→ TASK TO COMPLETE
All lines from the one containing "Annotate the orange ribbon" through the last line below must be duplicated exactly, with nothing outside that span.

************

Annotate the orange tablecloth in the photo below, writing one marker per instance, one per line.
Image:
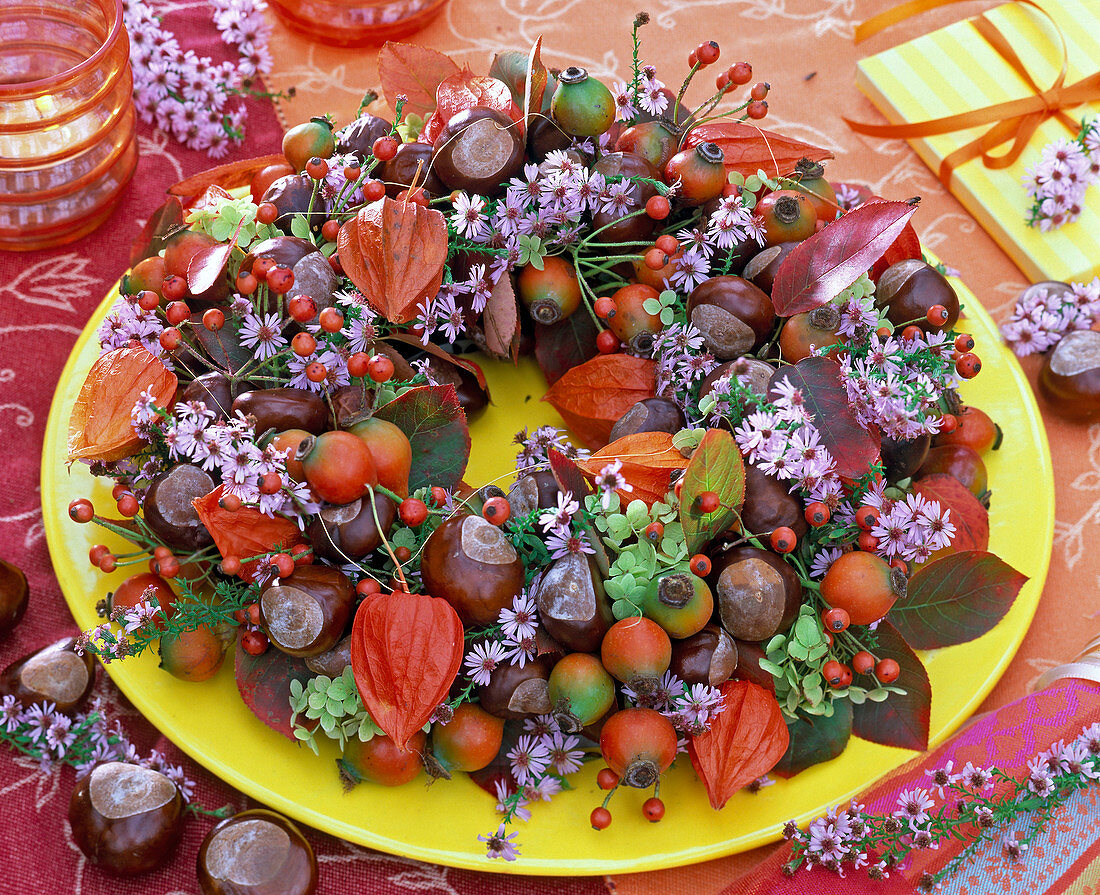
(804, 48)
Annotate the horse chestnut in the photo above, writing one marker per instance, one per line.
(169, 512)
(472, 564)
(479, 150)
(1069, 378)
(306, 612)
(909, 288)
(256, 852)
(54, 674)
(284, 408)
(125, 818)
(734, 316)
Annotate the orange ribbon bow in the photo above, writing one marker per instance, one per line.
(1015, 120)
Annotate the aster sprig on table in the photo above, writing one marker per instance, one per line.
(972, 804)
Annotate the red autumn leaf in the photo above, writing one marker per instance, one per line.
(970, 519)
(465, 90)
(229, 176)
(208, 265)
(565, 344)
(748, 150)
(568, 474)
(245, 532)
(716, 465)
(818, 378)
(903, 718)
(592, 397)
(394, 253)
(743, 743)
(501, 320)
(415, 72)
(406, 650)
(99, 426)
(649, 459)
(264, 684)
(166, 220)
(436, 351)
(955, 599)
(835, 256)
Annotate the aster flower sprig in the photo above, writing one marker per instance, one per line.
(142, 626)
(1059, 180)
(971, 804)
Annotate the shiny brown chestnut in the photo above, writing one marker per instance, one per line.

************

→ ANSWER SPACE
Annotate the orange ribbon bow in the photo above, writing one marker per instance, one per line.
(1015, 120)
Annotate the aster sprig on table in the photo above, writing one marker per instance, one per line.
(972, 804)
Annotate the red autumn leaf in the photo above, writing one marker per instance, one per line.
(970, 519)
(465, 90)
(229, 176)
(208, 265)
(565, 344)
(748, 150)
(568, 474)
(245, 532)
(716, 465)
(818, 378)
(903, 718)
(592, 397)
(394, 253)
(743, 743)
(501, 320)
(415, 72)
(406, 650)
(99, 426)
(649, 459)
(264, 684)
(166, 220)
(436, 351)
(955, 599)
(835, 256)
Annotate the aster flower sprig in the photo above, writing one marker per instance, one per line.
(142, 626)
(1059, 180)
(971, 804)
Annotate the shiny brown chestnut in the photo above, writing one marker per instance, one per line.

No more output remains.